Transcribe every record below word for word.

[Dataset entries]
********

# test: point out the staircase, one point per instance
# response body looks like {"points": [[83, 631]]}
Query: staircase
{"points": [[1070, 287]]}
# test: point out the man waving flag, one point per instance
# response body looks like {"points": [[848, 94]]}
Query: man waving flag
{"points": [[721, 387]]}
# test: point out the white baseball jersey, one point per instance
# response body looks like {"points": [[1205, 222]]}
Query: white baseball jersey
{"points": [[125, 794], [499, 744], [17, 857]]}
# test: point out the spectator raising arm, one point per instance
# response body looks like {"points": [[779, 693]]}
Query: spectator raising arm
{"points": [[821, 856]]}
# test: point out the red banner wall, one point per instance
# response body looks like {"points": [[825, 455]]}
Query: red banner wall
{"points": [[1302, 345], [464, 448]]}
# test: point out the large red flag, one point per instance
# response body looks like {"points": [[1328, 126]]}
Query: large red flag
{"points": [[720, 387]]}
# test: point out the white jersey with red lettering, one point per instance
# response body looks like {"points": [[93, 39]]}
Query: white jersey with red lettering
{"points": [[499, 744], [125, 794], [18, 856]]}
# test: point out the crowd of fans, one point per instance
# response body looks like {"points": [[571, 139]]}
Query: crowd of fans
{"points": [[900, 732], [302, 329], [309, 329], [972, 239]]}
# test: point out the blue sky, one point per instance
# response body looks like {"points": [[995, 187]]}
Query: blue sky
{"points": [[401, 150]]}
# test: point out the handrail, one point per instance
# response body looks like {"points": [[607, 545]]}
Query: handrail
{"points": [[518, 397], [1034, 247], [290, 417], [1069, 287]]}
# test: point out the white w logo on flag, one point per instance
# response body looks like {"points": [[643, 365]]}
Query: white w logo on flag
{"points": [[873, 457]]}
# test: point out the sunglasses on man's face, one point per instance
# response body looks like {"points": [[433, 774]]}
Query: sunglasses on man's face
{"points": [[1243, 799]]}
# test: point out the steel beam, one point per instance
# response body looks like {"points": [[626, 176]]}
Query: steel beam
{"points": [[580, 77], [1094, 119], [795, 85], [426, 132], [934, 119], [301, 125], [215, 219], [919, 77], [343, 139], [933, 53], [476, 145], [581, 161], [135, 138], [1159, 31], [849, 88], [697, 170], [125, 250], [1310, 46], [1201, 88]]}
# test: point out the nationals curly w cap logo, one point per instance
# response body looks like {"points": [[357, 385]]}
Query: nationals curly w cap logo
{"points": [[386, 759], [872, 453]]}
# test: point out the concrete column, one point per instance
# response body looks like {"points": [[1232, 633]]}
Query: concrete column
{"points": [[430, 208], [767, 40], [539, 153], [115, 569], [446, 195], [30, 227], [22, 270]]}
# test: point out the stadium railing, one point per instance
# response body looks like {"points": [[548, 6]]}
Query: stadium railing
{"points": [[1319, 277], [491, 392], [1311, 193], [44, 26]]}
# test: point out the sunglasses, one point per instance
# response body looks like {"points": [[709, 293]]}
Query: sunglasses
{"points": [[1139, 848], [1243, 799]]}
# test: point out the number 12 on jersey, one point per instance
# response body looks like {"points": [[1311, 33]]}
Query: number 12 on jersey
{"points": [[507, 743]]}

********

** Written answer **
# test: point out the staircase, one point per instance
# response body looks like {"points": [[83, 631]]}
Query: staircase
{"points": [[1070, 287]]}
# test: point out the man waving flag, one point per instance
# response body looks like {"points": [[848, 94]]}
Query: man waving flag
{"points": [[721, 387]]}
# test: point out the white baseball jersey, one point per instance
# response body looks like {"points": [[1205, 222]]}
Query: white baseball jersey
{"points": [[125, 794], [499, 744], [17, 857]]}
# test: point out the spectator raising arm, one point per instance
# response body looks like {"points": [[779, 693]]}
Query: spectator raising arm
{"points": [[821, 856]]}
# test: point out the red banner wall, one point per instance
# response body looks like {"points": [[825, 455]]}
Query: red banner wall
{"points": [[1302, 345], [464, 448]]}
# test: point out the large red flag, one point per instance
# response body looks like {"points": [[1328, 126]]}
Query: large red flag
{"points": [[720, 387]]}
# test: point out the white jersey with red lettering, one point per instance
# response body looks like {"points": [[93, 39]]}
Query: white jersey with red lettering
{"points": [[499, 744], [125, 794], [18, 856]]}
# test: point out the crowd of fans, one point per instance
# response body looks like {"points": [[571, 139]]}
Query: crowd of fans
{"points": [[900, 732], [302, 329], [309, 329], [972, 239]]}
# test: point out the blue sky, one point per instance
# response body looks like {"points": [[995, 187]]}
Query: blue sky
{"points": [[401, 150]]}
# test: point out the handrail, one point per instance
# response body looks like {"points": [[607, 545]]}
Query: handrail
{"points": [[518, 397], [1034, 247], [290, 417], [1069, 287]]}
# test: point out the white w logo on flag, one point per instance
# response body looks like {"points": [[643, 365]]}
Query: white w logo on flag
{"points": [[873, 457]]}
# test: point out the sunglasses on man's face, one point per instance
# response body looks like {"points": [[433, 774]]}
Query: sunglasses on man's face
{"points": [[1243, 799]]}
# test: point out the steel beam, one point per instance
# response body looks like {"points": [[626, 176]]}
Query: steel beam
{"points": [[580, 77], [1094, 119], [795, 85], [426, 132], [934, 119], [301, 125], [215, 219], [919, 77], [343, 139], [933, 53], [476, 145], [581, 161], [135, 138], [1159, 31], [849, 88], [697, 170], [125, 250], [1310, 46], [1201, 88]]}
# test: point out the nationals curly w cap logo, one point per instance
# response body looks like {"points": [[357, 385]]}
Query: nationals curly w cap logo
{"points": [[386, 759], [872, 453]]}
# test: point out the concrete column, one point per instance
# response body looks like {"points": [[1232, 633]]}
Query: concrete column
{"points": [[430, 208], [767, 40], [539, 153], [115, 569], [446, 195], [30, 227], [22, 270]]}
# test: point out the stadium railing, one point per instance
# response body looks like {"points": [[548, 6]]}
Query: stadium railing
{"points": [[1319, 277], [491, 392], [1311, 193], [44, 26]]}
# test: point out the sunglasses, one point per instance
# response body looks like {"points": [[709, 293]]}
Query: sunglasses
{"points": [[1139, 848], [1243, 799]]}
# test: point out the number 12 on jersey, one point per instance
# response body looks like {"points": [[1311, 33]]}
Query: number 12 on jersey
{"points": [[507, 743]]}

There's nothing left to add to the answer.